──────── Data shown ────────

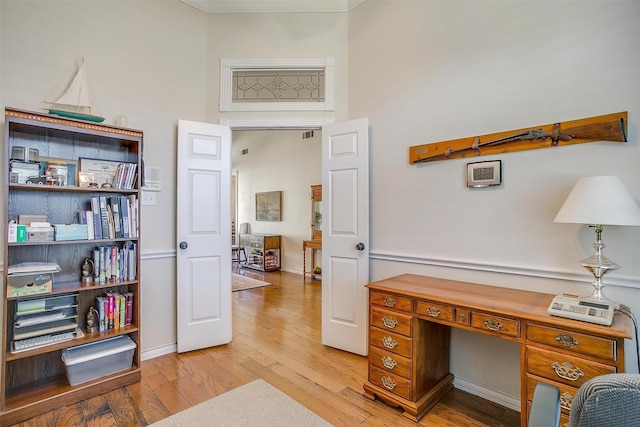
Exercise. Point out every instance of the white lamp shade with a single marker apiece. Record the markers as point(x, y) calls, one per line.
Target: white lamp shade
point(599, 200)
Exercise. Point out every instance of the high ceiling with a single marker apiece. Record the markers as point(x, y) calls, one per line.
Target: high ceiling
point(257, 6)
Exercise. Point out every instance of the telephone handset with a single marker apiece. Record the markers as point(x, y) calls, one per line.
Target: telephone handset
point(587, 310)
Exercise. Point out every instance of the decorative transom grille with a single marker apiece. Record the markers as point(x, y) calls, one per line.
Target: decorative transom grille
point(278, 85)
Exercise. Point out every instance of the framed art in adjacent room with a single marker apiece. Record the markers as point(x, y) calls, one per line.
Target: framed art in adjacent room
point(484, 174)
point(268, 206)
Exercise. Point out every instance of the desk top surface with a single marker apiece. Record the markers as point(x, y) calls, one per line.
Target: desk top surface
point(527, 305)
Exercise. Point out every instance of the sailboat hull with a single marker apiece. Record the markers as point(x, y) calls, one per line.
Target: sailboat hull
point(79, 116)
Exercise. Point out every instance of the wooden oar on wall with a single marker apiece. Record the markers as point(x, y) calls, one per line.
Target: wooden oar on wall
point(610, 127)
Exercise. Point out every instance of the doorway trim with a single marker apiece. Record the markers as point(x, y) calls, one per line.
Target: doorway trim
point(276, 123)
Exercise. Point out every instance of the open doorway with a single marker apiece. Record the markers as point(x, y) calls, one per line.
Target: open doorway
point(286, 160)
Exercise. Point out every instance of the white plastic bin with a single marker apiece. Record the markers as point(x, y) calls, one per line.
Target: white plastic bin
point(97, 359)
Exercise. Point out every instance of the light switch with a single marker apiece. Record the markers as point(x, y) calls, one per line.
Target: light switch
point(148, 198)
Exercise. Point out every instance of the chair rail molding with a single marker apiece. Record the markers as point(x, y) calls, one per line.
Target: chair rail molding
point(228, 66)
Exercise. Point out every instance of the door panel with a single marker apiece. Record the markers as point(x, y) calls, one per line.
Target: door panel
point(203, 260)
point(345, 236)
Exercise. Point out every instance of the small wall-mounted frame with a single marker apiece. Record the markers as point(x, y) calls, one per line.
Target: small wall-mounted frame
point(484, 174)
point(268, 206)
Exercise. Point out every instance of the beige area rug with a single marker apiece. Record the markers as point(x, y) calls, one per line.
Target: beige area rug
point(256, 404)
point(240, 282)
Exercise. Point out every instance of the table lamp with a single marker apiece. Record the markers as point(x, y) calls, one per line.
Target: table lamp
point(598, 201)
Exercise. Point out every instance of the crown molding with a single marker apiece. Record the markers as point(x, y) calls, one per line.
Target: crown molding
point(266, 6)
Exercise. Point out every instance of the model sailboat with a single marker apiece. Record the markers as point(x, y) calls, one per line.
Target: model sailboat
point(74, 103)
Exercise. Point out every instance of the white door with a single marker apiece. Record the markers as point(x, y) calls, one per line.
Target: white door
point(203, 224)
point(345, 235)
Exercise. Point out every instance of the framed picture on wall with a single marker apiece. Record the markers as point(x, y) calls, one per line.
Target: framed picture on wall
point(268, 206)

────────
──────── Data shown ────────

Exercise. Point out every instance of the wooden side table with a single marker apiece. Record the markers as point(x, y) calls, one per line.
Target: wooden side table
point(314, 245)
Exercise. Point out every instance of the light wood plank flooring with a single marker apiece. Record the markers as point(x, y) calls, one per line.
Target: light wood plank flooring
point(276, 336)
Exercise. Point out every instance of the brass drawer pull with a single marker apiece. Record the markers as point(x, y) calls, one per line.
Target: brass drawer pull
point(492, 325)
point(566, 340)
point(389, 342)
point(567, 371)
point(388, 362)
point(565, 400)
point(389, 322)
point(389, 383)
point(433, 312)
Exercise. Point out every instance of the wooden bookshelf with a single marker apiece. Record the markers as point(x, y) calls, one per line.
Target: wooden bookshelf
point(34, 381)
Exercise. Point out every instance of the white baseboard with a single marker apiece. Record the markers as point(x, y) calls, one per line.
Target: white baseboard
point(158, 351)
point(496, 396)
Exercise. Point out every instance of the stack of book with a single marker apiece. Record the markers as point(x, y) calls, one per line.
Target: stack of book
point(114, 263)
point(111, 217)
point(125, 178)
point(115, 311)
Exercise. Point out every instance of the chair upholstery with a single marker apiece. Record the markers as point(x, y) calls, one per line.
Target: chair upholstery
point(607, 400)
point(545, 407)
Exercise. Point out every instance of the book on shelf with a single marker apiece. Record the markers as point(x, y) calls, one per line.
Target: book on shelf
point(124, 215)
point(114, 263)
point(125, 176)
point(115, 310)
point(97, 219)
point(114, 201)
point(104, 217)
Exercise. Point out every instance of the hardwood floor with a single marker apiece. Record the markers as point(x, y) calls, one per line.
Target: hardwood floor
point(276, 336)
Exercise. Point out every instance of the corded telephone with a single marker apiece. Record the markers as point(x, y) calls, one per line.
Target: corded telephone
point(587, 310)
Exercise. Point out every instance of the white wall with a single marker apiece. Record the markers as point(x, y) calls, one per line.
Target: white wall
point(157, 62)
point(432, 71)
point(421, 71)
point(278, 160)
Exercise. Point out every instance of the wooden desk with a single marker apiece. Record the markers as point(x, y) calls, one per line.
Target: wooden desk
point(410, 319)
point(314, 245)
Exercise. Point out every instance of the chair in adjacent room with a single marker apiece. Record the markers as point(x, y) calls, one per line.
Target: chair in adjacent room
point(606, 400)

────────

*The task:* What you return should be exactly the lines above, starting at the one with "Exercise. Point out every instance of the crown" and ending at the one with "Exercise. Point out every instance of the model", and nothing else.

*Your response:*
Exercise. Point out every instance of the crown molding with a single marker apiece. Record the markers as point(x, y) calls, one per line.
Target: crown molding
point(266, 6)
Exercise. Point out every instance of the model sailboat with a single marker apiece. Record the markers as point(x, y) calls, one per line.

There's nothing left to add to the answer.